Task set →
1. Transcribe the episode review in full, reproducing every word and punctuation mark without alteration.
2. Format the rows as a Markdown table with the columns No. and Line. Cover every line from the first row through the line containing "[215,218,1125,775]", both ends included, and omit blank lines.

Arguably the best detail of this week’s Mobile Suit Gundam: The Witch from Mercury is the episode’s contrasting bookends. “Our Empty Selves” opens with Suletta eagerly throwing herself back into school life after Miorine severed ties with her in the last episode. She engages in class, aces exams, eats with her Earth House friends, and checks more items off her to-do list. But the final scene crushes Suletta’s illusory happiness and productivity, as Aerial becomes fully autonomous and leaves her, having no more use for a pilot. For the second week in a row, Suletta has been a pawn in other characters’ machinations, with painful results. And as much as Miorine, Prospera, and now Eri try to justify their actions as “for Suletta’s own good,” it’s a hard pill to swallow. One abandonment was bad enough, but considering Suletta has been tied to Prospera and Aerial her whole life, this week’s double abandonment feels much worse.
Overall, “Our Empty Selves” is pretty packed, moving through several plot threads in succession and keeping us up to speed as well as it can manage. Guel and Miorine, now business partners, are struggling to gain support for the latter’s campaign for president of the Benerit Group. Meanwhile, Shaddiq is building support of his own, partnering with Peil Technologies and negotiating with Prospera to acquire her Gundam technology for his own company. Prospera’s place in this stands out because of how effectively she is playing to both parties for her own benefit. Despite being in the background in these scenes, the episode does a solid job conveying that she’s the real string-puller here.

Input →
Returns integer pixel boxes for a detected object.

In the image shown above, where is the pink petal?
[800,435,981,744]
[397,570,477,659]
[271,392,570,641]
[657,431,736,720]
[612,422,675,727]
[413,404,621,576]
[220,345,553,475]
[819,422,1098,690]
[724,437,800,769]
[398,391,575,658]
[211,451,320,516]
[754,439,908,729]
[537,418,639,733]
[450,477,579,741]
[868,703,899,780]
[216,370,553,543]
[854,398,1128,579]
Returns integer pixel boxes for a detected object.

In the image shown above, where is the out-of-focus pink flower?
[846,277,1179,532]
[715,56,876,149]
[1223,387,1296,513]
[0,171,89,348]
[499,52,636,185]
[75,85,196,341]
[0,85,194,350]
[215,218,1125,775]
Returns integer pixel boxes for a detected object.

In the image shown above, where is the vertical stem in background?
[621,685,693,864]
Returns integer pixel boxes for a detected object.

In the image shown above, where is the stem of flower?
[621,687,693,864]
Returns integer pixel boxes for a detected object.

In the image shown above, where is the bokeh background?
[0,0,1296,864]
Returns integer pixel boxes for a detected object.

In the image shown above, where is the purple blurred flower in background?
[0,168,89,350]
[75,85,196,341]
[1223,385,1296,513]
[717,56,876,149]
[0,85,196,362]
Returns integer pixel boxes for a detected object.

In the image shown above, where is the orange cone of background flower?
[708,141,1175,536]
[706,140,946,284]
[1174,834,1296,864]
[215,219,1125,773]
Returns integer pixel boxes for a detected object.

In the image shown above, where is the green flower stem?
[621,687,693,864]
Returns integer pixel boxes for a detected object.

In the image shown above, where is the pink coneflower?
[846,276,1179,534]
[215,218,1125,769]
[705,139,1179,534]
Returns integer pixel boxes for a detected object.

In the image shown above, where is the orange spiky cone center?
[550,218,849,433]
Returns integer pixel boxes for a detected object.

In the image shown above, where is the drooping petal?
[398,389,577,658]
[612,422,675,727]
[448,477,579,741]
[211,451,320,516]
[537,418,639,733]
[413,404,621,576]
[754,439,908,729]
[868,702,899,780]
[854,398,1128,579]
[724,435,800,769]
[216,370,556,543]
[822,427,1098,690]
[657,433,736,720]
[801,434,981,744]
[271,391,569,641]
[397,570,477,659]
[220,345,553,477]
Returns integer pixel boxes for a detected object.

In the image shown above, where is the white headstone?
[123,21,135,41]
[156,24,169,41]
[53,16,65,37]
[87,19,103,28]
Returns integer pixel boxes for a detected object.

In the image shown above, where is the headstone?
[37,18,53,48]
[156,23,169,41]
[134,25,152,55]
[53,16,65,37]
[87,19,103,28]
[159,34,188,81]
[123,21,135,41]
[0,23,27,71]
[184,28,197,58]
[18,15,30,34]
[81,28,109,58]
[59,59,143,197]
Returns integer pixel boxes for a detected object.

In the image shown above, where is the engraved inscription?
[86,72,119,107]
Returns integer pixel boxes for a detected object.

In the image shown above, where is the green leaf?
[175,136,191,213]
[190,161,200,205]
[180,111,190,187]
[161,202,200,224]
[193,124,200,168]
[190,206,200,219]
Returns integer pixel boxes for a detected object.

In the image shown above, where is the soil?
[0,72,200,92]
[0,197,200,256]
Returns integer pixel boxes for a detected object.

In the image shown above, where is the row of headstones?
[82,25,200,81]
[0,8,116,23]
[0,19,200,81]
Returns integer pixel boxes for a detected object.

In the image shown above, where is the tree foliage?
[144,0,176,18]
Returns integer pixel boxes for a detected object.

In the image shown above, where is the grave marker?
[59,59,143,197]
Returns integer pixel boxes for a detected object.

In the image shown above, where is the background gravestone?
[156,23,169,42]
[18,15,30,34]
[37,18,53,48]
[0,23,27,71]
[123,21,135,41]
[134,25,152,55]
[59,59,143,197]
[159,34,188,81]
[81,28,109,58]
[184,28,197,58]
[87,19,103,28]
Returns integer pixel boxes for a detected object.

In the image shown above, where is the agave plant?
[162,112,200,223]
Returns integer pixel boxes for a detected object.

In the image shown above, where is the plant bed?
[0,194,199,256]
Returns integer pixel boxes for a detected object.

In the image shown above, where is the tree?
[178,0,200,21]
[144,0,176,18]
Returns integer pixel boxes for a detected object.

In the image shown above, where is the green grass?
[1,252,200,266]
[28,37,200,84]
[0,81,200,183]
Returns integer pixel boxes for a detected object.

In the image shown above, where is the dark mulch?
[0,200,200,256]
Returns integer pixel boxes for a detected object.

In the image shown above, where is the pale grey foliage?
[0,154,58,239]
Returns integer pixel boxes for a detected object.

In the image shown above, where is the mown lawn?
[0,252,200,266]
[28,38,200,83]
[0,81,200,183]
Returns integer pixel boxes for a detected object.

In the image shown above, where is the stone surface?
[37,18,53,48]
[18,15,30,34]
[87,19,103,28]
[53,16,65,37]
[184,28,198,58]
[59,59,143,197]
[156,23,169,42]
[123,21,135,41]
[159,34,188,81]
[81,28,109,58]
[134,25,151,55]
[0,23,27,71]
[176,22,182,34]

Expected results →
1.
Arguably the best detail of this week’s Mobile Suit Gundam: The Witch from Mercury is the episode’s contrasting bookends. “Our Empty Selves” opens with Suletta eagerly throwing herself back into school life after Miorine severed ties with her in the last episode. She engages in class, aces exams, eats with her Earth House friends, and checks more items off her to-do list. But the final scene crushes Suletta’s illusory happiness and productivity, as Aerial becomes fully autonomous and leaves her, having no more use for a pilot. For the second week in a row, Suletta has been a pawn in other characters’ machinations, with painful results. And as much as Miorine, Prospera, and now Eri try to justify their actions as “for Suletta’s own good,” it’s a hard pill to swallow. One abandonment was bad enough, but considering Suletta has been tied to Prospera and Aerial her whole life, this week’s double abandonment feels much worse.
Overall, “Our Empty Selves” is pretty packed, moving through several plot threads in succession and keeping us up to speed as well as it can manage. Guel and Miorine, now business partners, are struggling to gain support for the latter’s campaign for president of the Benerit Group. Meanwhile, Shaddiq is building support of his own, partnering with Peil Technologies and negotiating with Prospera to acquire her Gundam technology for his own company. Prospera’s place in this stands out because of how effectively she is playing to both parties for her own benefit. Despite being in the background in these scenes, the episode does a solid job conveying that she’s the real string-puller here.

2.
| No. | Line |
|---|---|
| 1 | Returns integer pixel boxes for a detected object. |
| 2 | In the image shown above, where is the pink petal? |
| 3 | [800,435,981,744] |
| 4 | [397,570,477,659] |
| 5 | [271,392,570,641] |
| 6 | [657,431,736,720] |
| 7 | [612,422,675,727] |
| 8 | [413,404,621,576] |
| 9 | [220,345,553,475] |
| 10 | [819,422,1098,690] |
| 11 | [724,437,800,769] |
| 12 | [398,391,575,658] |
| 13 | [211,451,320,516] |
| 14 | [754,439,908,729] |
| 15 | [537,418,639,733] |
| 16 | [450,477,579,741] |
| 17 | [868,703,899,780] |
| 18 | [216,370,553,543] |
| 19 | [854,398,1128,579] |
| 20 | Returns integer pixel boxes for a detected object. |
| 21 | In the image shown above, where is the out-of-focus pink flower? |
| 22 | [846,277,1179,532] |
| 23 | [715,56,876,149] |
| 24 | [1223,387,1296,513] |
| 25 | [0,171,89,348] |
| 26 | [499,52,636,185] |
| 27 | [75,85,196,341] |
| 28 | [0,85,194,350] |
| 29 | [215,218,1125,775] |